» Selected extract:
Sea Lice Aren’t Lice at All
With the constant threat of ‘winter is coming’ hanging over our heads, my wife, baby daughter and I stole away last week to an undisclosed paradisiacal South Pacific location to stockpile vitamin D. Hot sun, bath-like water, fun waves, sun-cream, snorkels, sand cays, coral, boardies, bikinis and boats were all daily staples.It’s with a tinge of guilt that I recount this as my fellow Sydney-siders freeze their pale rings off. However, nothing in this world is perfect. There is always a down side to a tropical holiday.
This time around it was the sea lice. They were out in force and looking to party. My regular forays into the ocean were met enthusiastically by these microscopic menaces, which proceeded to treat my body like a cruise ship buffet. Sweet, white, tender Aussie flesh, albeit a bit hairy, is clearly a delicacy in the region.
When I was a boy the consensus was that nobody knew for sure what sea lice actually were. All I knew was that they delighted particularly in savaging me and that excruciatingly itchy red ‘bites’ would erupt a day or two later and last anywhere up to a week. It’s now known, however, that the term ‘sea lice’ is actually a misnomer, and that those responsible are in fact not puny, peckish, pugnacious parasites as the name would suggest. Rather, I was simply coming into contact with either tiny, transparent jellyfish species or stinger larvae armed with the same stinging cells (nematocysts) as their parents.
So to be fair, my claims that I’d been devoured degustation-style during our recent holiday, on top of being overly dramatic and exaggerated, are totally wrong. A more accurate anecdote involves me having the misfortune of brushing up against an abundance of these critters, which, like me, were minding their own business and going for a swim, then perhaps stung me by accident. For all I know they may have been profusely apologetic at the time. This I’ll never know.
Some poor sods are highly susceptible, even allergic, to their stings – me, for example. Others, meanwhile, appear to be immune to their caresses – my wife, for example. Funnily enough, we both get zapped the same way in the water, though she experiences no further discomfort while I’m left dragging bread knives and garlic graters across my enflamed skin in search of desperate relief.
At the end of the day, what sea lice are or are not is all just academic to me, unfortunately. Whether I’m being hunted or we’re like passing ships in the night I am convinced that if there’s a sea louse within a kilometre radius of me, chances are we will become acquainted, I will get touched up (quite possibly in a delicate area) and I will be left to rue the brief encounter for days afterwards. It’s nothing personal, I just wish they’d keep their grubby tentacles to themselves and leave me alone.

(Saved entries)
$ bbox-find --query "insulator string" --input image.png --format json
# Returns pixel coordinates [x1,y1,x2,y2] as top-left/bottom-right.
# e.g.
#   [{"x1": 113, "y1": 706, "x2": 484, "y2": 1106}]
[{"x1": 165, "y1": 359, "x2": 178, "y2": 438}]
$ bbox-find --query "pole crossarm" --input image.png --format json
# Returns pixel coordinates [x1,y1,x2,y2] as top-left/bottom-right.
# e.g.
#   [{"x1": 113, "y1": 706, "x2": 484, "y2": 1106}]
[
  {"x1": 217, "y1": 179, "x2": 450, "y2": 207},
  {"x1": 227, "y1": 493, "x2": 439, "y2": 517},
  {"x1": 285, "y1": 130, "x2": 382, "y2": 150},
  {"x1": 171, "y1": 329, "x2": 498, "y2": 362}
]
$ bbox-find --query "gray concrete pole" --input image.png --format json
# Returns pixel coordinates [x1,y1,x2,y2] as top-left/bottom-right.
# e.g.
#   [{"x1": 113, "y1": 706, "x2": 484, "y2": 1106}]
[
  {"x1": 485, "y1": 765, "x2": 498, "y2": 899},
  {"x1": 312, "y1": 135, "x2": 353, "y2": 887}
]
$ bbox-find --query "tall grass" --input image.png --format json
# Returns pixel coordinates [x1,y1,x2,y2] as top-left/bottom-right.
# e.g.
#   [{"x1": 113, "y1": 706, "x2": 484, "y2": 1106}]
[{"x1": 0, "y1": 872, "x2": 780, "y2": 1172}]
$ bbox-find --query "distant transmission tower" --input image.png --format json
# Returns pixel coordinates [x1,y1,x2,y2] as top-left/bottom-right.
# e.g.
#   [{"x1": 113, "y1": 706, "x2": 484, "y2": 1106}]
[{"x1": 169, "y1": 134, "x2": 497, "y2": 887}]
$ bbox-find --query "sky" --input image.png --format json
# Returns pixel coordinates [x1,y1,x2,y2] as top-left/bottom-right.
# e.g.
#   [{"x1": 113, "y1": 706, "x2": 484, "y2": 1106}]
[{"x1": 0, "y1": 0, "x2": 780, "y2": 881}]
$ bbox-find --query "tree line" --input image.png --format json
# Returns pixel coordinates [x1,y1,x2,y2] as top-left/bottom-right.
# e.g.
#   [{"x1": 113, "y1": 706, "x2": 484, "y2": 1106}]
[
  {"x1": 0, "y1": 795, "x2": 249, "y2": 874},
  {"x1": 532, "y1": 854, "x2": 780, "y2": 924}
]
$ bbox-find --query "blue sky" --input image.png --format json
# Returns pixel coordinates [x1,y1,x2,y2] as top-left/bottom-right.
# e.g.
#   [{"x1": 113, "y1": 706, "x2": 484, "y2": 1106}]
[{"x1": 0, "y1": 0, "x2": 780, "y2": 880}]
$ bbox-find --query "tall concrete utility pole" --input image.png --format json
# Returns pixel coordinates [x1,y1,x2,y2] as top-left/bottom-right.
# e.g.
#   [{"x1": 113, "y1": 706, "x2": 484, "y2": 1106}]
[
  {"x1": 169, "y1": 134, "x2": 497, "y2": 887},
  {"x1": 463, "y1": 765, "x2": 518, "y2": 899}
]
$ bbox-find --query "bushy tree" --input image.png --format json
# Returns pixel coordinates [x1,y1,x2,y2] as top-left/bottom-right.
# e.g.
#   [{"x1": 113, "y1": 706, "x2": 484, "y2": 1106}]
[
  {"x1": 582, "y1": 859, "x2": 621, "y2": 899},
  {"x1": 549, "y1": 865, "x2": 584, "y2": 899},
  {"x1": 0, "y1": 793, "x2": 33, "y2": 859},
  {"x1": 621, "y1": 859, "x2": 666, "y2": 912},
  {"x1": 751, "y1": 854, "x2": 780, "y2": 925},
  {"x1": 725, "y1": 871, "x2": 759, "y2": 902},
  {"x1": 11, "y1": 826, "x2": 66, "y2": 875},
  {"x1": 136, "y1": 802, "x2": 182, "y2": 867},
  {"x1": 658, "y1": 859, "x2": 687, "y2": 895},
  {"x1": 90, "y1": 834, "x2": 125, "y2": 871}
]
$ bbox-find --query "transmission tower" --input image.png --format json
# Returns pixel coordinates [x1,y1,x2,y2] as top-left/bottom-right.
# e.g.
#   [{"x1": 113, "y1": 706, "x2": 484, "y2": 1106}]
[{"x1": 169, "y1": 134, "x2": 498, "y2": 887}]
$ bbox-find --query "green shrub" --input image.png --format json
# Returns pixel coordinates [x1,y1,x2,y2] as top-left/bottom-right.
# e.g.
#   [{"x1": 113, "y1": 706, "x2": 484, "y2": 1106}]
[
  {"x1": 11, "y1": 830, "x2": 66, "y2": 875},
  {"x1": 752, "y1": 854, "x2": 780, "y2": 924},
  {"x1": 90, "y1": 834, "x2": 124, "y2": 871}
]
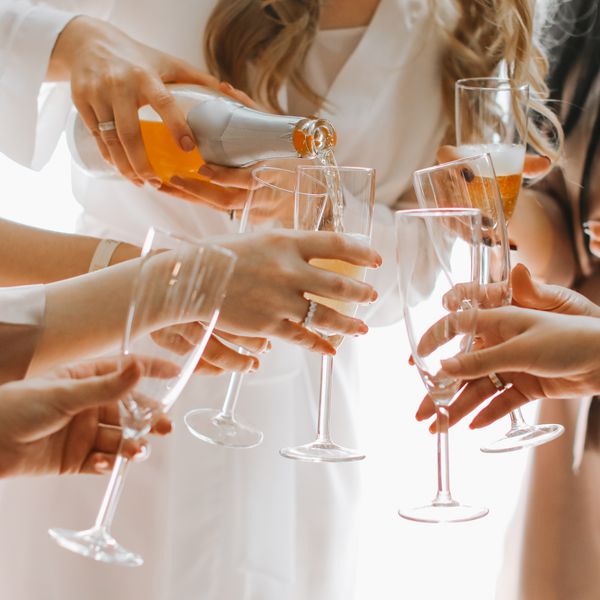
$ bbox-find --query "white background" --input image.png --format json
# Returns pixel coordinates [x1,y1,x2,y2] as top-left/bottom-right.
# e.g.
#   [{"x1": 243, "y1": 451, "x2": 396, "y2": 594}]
[{"x1": 0, "y1": 141, "x2": 534, "y2": 600}]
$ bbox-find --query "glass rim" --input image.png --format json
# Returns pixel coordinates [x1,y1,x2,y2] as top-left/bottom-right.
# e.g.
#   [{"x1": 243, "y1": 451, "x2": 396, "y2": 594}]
[
  {"x1": 249, "y1": 165, "x2": 327, "y2": 198},
  {"x1": 140, "y1": 225, "x2": 238, "y2": 261},
  {"x1": 454, "y1": 77, "x2": 529, "y2": 92},
  {"x1": 296, "y1": 165, "x2": 375, "y2": 174},
  {"x1": 413, "y1": 152, "x2": 496, "y2": 179},
  {"x1": 394, "y1": 207, "x2": 481, "y2": 218}
]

» Parts of the exercise:
1. Decide whether each statement agrees with the sea lice article, answering yes or no and quoting the deciding words: (a) The writer's wife has no lasting discomfort after being stung. (b) The itchy red bites can last up to a month. (c) The recent holiday was spent somewhere in the South Pacific.
2. Repeat the passage of the sea lice article starting with "At the end of" and going on through "leave me alone.".
3. According to the sea lice article, what are the stinging cells of the jellyfish and stinger larvae called?

» Answers for the tasks:
1.
(a) Yes: "she experiences no further discomfort"
(b) No: "last anywhere up to a week"
(c) Yes: "an undisclosed paradisiacal South Pacific location"

2.
At the end of the day, what sea lice are or are not is all just academic to me, unfortunately. Whether I’m being hunted or we’re like passing ships in the night I am convinced that if there’s a sea louse within a kilometre radius of me, chances are we will become acquainted, I will get touched up (quite possibly in a delicate area) and I will be left to rue the brief encounter for days afterwards. It’s nothing personal, I just wish they’d keep their grubby tentacles to themselves and leave me alone.

3. They are called nematocysts.